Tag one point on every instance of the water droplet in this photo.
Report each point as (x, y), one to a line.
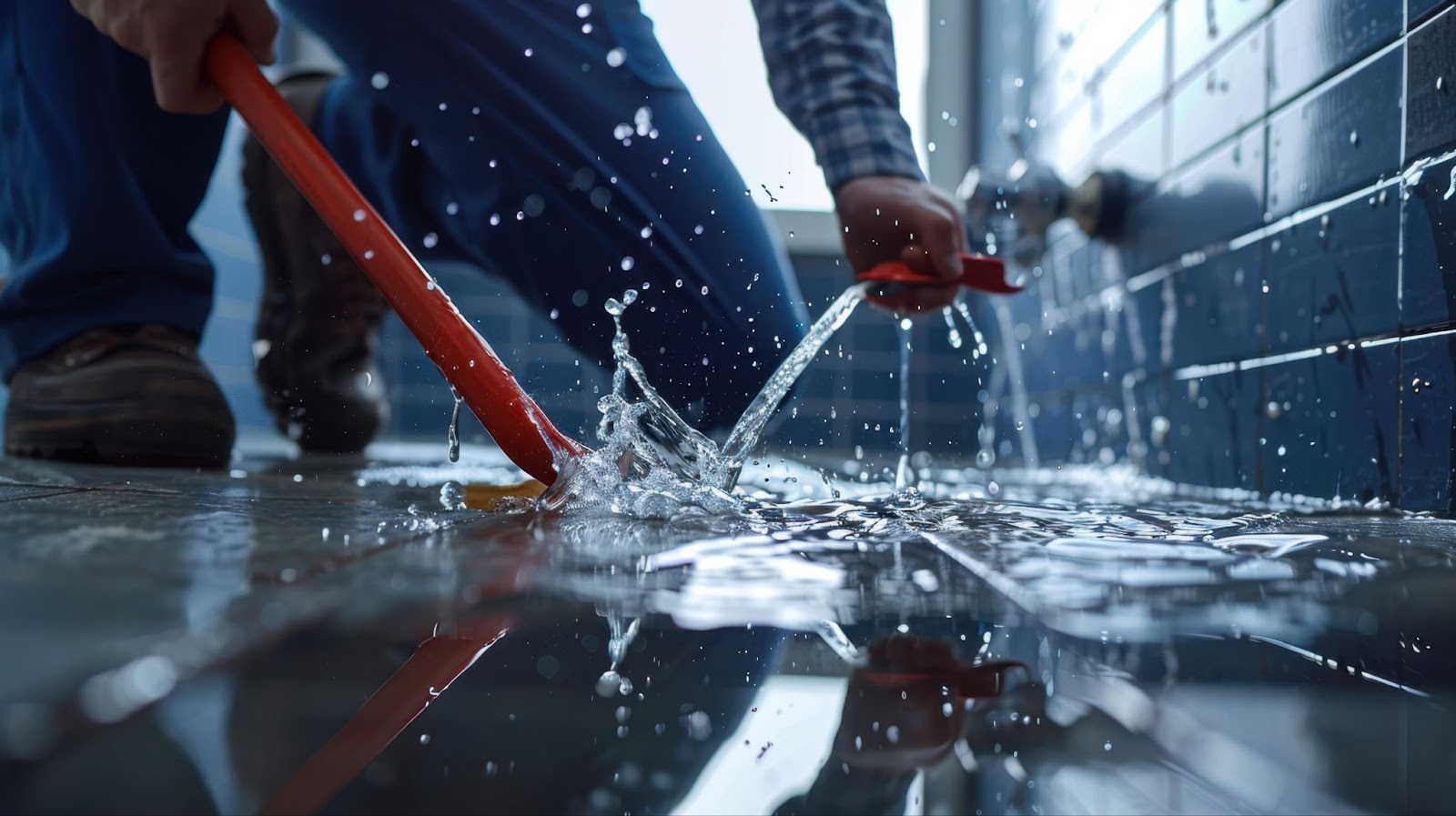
(609, 684)
(453, 435)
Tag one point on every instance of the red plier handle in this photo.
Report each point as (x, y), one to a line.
(977, 272)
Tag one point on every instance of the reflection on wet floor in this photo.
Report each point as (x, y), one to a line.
(332, 636)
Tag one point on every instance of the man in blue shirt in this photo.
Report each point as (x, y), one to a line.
(546, 141)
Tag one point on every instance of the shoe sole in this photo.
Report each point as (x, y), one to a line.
(116, 434)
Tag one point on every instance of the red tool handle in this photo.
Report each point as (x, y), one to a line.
(513, 419)
(977, 272)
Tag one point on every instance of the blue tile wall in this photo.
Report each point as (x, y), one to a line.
(1427, 427)
(1334, 277)
(1310, 39)
(1431, 112)
(1337, 138)
(1220, 99)
(1331, 425)
(1429, 242)
(1279, 313)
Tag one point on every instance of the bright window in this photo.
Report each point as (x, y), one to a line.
(713, 45)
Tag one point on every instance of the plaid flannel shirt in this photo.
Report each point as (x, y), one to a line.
(832, 67)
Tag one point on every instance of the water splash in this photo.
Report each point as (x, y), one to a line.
(905, 475)
(749, 429)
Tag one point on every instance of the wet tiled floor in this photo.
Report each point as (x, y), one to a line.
(303, 636)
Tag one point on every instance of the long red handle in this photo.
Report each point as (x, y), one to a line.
(513, 419)
(977, 272)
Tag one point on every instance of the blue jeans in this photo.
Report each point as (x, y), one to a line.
(490, 133)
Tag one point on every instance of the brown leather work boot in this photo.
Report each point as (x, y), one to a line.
(135, 396)
(318, 326)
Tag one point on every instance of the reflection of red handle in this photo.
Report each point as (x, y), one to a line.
(485, 384)
(977, 272)
(968, 681)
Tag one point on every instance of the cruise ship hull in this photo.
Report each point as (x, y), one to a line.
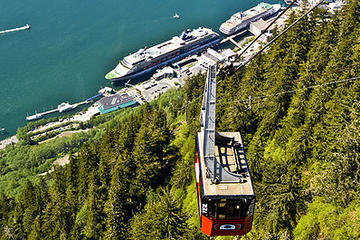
(167, 62)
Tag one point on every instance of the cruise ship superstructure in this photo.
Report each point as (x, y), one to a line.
(241, 20)
(147, 59)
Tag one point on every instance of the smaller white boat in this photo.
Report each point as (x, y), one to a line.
(65, 107)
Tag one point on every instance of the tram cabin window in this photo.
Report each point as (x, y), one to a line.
(228, 209)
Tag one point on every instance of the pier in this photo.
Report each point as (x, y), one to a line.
(37, 116)
(231, 38)
(27, 26)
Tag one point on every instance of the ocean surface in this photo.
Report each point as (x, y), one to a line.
(73, 44)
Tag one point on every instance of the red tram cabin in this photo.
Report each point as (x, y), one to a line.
(226, 202)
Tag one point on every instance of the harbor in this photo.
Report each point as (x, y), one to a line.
(64, 107)
(170, 76)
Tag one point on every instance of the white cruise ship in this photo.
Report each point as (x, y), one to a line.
(241, 20)
(147, 59)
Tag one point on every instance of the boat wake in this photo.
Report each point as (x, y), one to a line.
(27, 26)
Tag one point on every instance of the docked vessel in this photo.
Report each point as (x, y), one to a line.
(241, 20)
(147, 59)
(36, 116)
(63, 107)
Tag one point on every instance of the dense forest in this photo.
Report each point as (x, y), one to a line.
(135, 179)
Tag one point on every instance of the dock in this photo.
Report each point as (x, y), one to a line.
(37, 116)
(27, 26)
(231, 38)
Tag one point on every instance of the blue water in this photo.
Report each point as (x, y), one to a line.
(73, 44)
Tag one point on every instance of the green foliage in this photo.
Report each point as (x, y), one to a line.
(133, 178)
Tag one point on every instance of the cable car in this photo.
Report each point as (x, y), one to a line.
(226, 198)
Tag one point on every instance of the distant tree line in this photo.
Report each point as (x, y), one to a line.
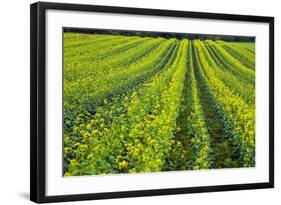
(163, 34)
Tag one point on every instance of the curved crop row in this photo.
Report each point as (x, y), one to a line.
(109, 128)
(87, 94)
(198, 131)
(239, 118)
(244, 90)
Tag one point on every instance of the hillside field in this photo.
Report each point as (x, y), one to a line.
(141, 104)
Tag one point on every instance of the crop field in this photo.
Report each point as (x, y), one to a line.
(149, 104)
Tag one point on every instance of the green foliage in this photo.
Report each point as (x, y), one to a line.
(139, 104)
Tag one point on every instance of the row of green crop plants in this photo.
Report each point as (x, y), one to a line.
(134, 104)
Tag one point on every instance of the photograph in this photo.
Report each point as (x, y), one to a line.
(149, 101)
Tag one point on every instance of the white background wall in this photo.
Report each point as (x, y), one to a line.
(14, 100)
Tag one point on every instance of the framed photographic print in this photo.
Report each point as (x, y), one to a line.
(129, 102)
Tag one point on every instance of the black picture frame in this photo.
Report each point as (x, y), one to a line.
(38, 101)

What to do: Print the listing above in full, exactly as written. Omit any pictures.

The output:
Tag one point on every instance of the water droplet in this photo.
Report each point as (x, y), one to a line.
(609, 684)
(453, 435)
Tag one point on every instance of the red plier handle in this photo.
Report each point as (x, y), one to a line.
(977, 272)
Tag one point on every instance of the reflection on wet floor in this photo.
Report each point as (x, y), one to a line.
(332, 636)
Tag one point on every instance of the man in blue shirt in this photo.
Report each point as (x, y), one to a line.
(546, 141)
Tag one point on every instance of the shoe sole in this photo.
Report each point as (x, y), one to a line.
(116, 434)
Tag one point on every instance of the red tool handle in this photo.
Report each point as (x, y), one to a line.
(513, 419)
(977, 272)
Tag one point on every instance of the blue tile wall in this photo.
Report each point as (x, y), one to a line.
(1427, 427)
(1334, 277)
(1310, 39)
(1431, 112)
(1337, 138)
(1220, 99)
(1331, 425)
(1429, 242)
(1279, 313)
Tag one point on every instance of the bright window in this photo.
Report each point as (x, y), one to a line.
(713, 45)
Tag one point on every instance of the plaid flannel shirt in this photo.
Report each point as (x, y), one to a line.
(832, 67)
Tag one point on every instance of the water splash in this photo.
Report each point as (x, y), one to a line.
(905, 475)
(749, 429)
Tag one point on every instance of the wet tiled floor in this photo.
Report each point as (x, y), one to a line.
(303, 636)
Tag one point on every instance of the long red handle in this photo.
Report each point as (x, y), one to a line.
(513, 419)
(977, 272)
Tag one point on every instance of the blue jeans in this photo.
Report each point as (x, y), one to a line.
(490, 133)
Tag one point on every instance of the brown leather work boot in this photo.
Report each point as (x, y), one to a line.
(135, 396)
(318, 326)
Tag one point on every instance of the reflection of red handle in this photo.
Report each point as (x, y), one to a line.
(485, 384)
(977, 272)
(968, 681)
Tag one point on every instance of the cruise ship hull in this photo.
Report each point as (x, y), one to a line.
(167, 62)
Tag one point on every instance of the cruise ship superstructure in this photo.
Report each point as (x, y), one to a line.
(241, 20)
(147, 59)
Tag one point on every instance of the smaller white boat in this photo.
Report each point as (x, y), one to a line.
(65, 107)
Tag one point on every instance of the tram cabin window in this photo.
Report each point as (x, y), one to a line.
(228, 209)
Tag one point on every instance of the pier in this photo.
Report each point as (x, y), one to a line.
(37, 116)
(231, 38)
(27, 26)
Tag one point on every instance of the ocean surface in this photo.
Report each point as (x, y), one to a line.
(73, 44)
Tag one point on every instance of the red tram cabin in this photo.
Report each point as (x, y), one to a line.
(226, 202)
Tag one point on every instance of the harbor in this photo.
Report each point as (x, y), one to a line.
(64, 107)
(170, 76)
Tag one point on every instance of the white cruise ship in this photo.
Report each point as (x, y), one to a line.
(241, 20)
(147, 59)
Tag one point on every instance of the boat wake in this photo.
Report each point as (x, y), one to a line.
(27, 26)
Tag one point on every instance of the docked vessel in this photo.
Report each point as (x, y), one to a line.
(241, 20)
(147, 59)
(36, 116)
(63, 107)
Tag one point on every instance of the dense forest in this photo.
Report each point as (x, y), one to a line.
(135, 179)
Tag one point on every instance of the dock in this photo.
Report each point as (x, y), one to a line.
(37, 116)
(27, 26)
(231, 38)
Tag one point on every instance of the blue water in this photo.
Report each point as (x, y), one to a line.
(73, 44)
Tag one point on every instance of the green foliage in this photo.
Report each point as (x, y), one to a line.
(133, 178)
Tag one point on every instance of the cable car in this photo.
Report each point as (x, y), one to a line.
(226, 198)
Tag one point on every instance of the distant tree line in this photo.
Report each point as (x, y), one to a line.
(163, 34)
Tag one point on every instance of the curved crop row in this photo.
Report each point as (x, y), one to a line.
(109, 128)
(87, 94)
(198, 131)
(239, 118)
(244, 90)
Tag one point on every instance of the hillside field in this photo.
Report each point as (x, y), one to a line.
(141, 104)
Tag one point on every instance of the crop field in this photo.
Report each point as (x, y), one to a line.
(149, 104)
Tag one point on every instance of the green foliage in this photo.
Report each point as (x, y), one to a line.
(139, 104)
Tag one point on every instance of the row of green crop plants in this photo.
Report each point as (x, y), one to a line.
(134, 104)
Tag one point on every instance of the photograph in this photo.
Report each point as (x, y), one to a line.
(149, 101)
Tag one point on every instance of the white background wall in this photo.
Report each point as (x, y), one to a line.
(14, 100)
Tag one point on every instance of the framed photographic print in this photo.
Report each point as (x, y), one to a line.
(129, 102)
Tag one point on every instance of the black picture frame in this photo.
Report each point as (x, y), one to a line.
(38, 101)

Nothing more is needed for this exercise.